--- START OF Supplied records ---

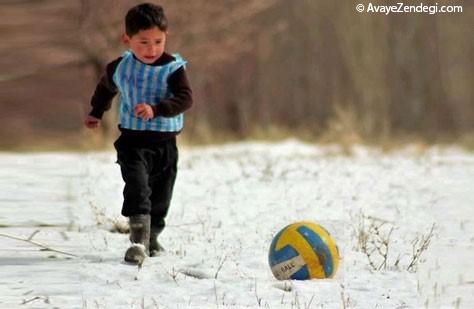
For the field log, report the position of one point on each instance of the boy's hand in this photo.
(144, 111)
(91, 122)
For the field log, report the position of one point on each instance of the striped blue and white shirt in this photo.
(141, 83)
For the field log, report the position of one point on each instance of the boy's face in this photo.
(147, 45)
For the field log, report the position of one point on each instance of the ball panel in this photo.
(319, 246)
(303, 250)
(289, 268)
(302, 274)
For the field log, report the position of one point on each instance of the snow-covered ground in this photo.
(229, 202)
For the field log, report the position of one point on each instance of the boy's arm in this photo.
(182, 96)
(105, 91)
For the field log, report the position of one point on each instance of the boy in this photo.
(154, 93)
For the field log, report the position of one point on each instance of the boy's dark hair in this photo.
(145, 16)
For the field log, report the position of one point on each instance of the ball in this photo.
(303, 251)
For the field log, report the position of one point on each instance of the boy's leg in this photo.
(137, 192)
(136, 204)
(162, 183)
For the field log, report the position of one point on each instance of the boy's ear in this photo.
(125, 39)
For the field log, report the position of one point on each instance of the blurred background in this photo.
(312, 69)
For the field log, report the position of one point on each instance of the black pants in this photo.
(149, 173)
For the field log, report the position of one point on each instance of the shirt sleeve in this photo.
(105, 91)
(182, 96)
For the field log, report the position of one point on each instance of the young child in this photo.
(154, 93)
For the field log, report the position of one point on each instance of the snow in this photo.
(229, 202)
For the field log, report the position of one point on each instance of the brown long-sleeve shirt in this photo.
(182, 100)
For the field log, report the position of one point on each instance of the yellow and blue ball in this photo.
(302, 251)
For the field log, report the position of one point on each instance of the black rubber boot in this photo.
(140, 238)
(155, 246)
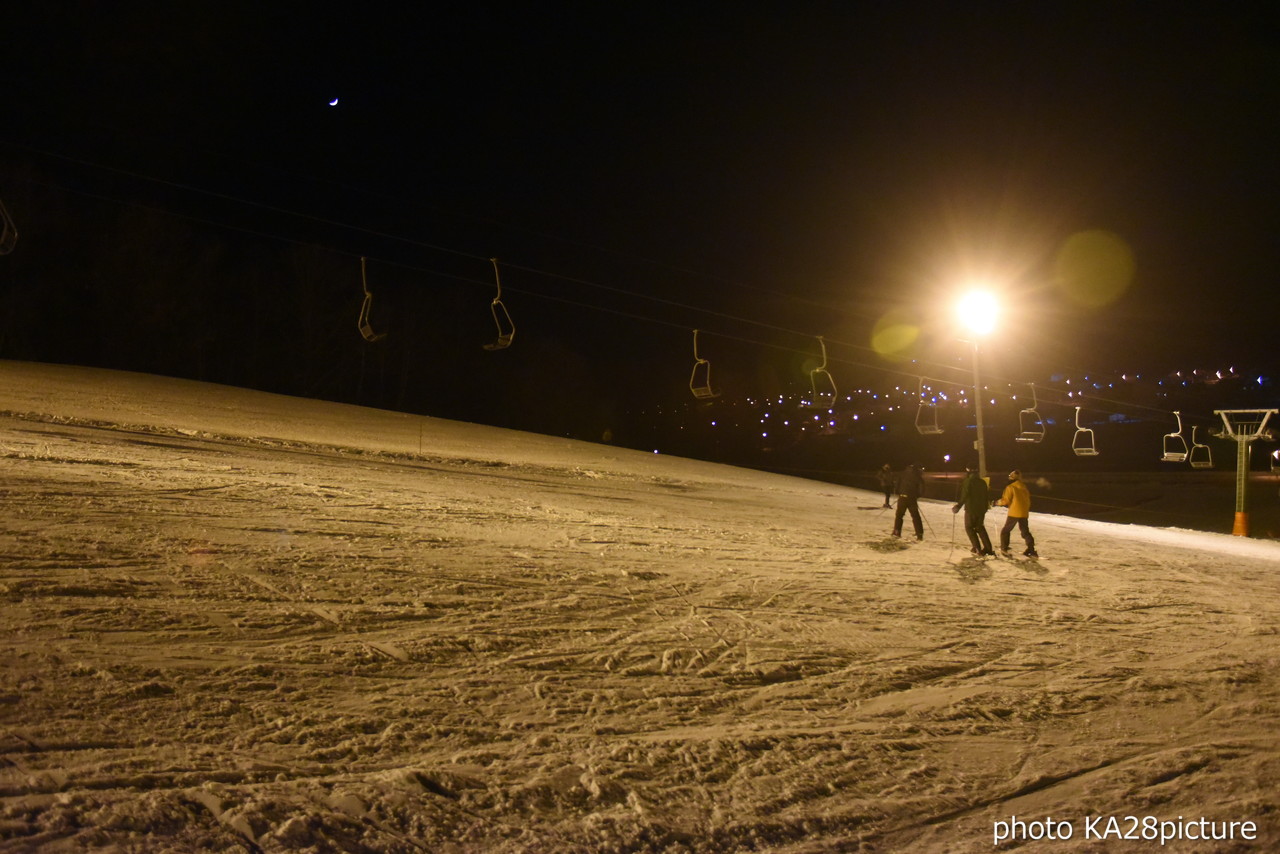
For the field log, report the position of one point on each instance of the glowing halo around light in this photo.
(1095, 268)
(977, 310)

--- END OF Supplied records ---

[Set task]:
Transcribe all of the entries above line for line, including every point, and leave out the pictures.

[Worked answer]:
For the field log, report the position of one point on each instance of the boy's hand in this photo.
(144, 111)
(91, 122)
For the field log, report the position of one point on each instance of the striped blue and white shirt in this photo.
(141, 83)
For the field log, report the position of one point on each instance of the boy's face in this photo.
(147, 45)
For the field log, report the position of one point on each instance of the ball panel in this photo.
(319, 246)
(303, 250)
(289, 268)
(302, 274)
For the field log, report the position of one point on each instance of the snow-covered ground in this photo.
(229, 202)
For the field log, report the position of one point on each instance of the boy's arm in this photo.
(182, 96)
(105, 91)
For the field log, report the position of one point on each instance of the boy in this photo.
(154, 93)
For the field log, report the position of one point on each instance of the boy's dark hair in this photo.
(145, 16)
For the field log, report the position of one point on each instance of the ball in this photo.
(303, 251)
For the field log, report the position of one point on each instance of the boy's leg in this photo.
(137, 192)
(136, 204)
(162, 183)
For the field log, report the position of one point on each instance of the boy's ear in this photo.
(125, 39)
For the field log, report the position of one point on each instance of the blurred background in this photo.
(312, 69)
For the field log, report the position of one point on each instance of the black pants in this photo.
(149, 173)
For the field log, report the position of one point on each instance of the shirt sleeve in this photo.
(105, 91)
(182, 96)
For the field log, report the position of one point on each instance of the young child in this photo.
(154, 93)
For the field log, report the position of one point on each instance of the snow in this photo.
(229, 202)
For the field log, report the position of one point on each instance of the brown long-sleeve shirt in this photo.
(182, 100)
For the field log, report the position of one point on each instance of the yellow and blue ball in this photo.
(302, 251)
For the field log, report the position of one point on each instance of the black rubber boot in this photo.
(140, 238)
(155, 246)
For the field log, report the position of one point on each instance of the glowing halo around light in this photo.
(1095, 268)
(977, 310)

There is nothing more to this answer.